**WHAT YOU NEED TO DO**
Your response must consist of one number: how many lines in this material contain the word "white".

___ DATA PROVIDED

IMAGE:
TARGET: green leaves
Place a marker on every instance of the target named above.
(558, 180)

______
___ DATA PROVIDED

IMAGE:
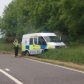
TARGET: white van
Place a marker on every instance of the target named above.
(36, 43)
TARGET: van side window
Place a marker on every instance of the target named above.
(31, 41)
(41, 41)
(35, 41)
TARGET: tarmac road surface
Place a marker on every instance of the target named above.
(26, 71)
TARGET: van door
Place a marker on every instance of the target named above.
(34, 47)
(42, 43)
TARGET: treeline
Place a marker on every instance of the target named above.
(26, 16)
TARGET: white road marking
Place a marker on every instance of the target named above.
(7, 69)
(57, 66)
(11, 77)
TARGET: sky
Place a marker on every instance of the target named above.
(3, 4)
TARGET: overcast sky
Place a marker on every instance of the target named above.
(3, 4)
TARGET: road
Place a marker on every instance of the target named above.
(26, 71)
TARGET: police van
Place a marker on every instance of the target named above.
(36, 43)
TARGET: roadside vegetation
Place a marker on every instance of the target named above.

______
___ DATA PROVIDED

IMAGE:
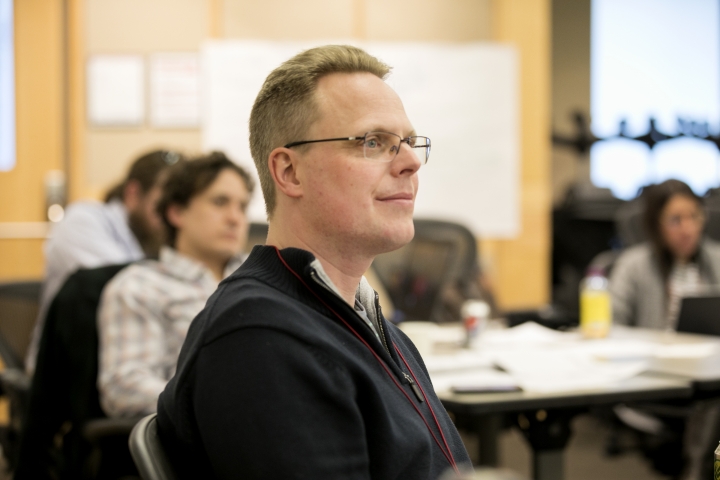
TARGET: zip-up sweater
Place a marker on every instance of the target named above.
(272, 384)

______

**FINISHED EXERCISE**
2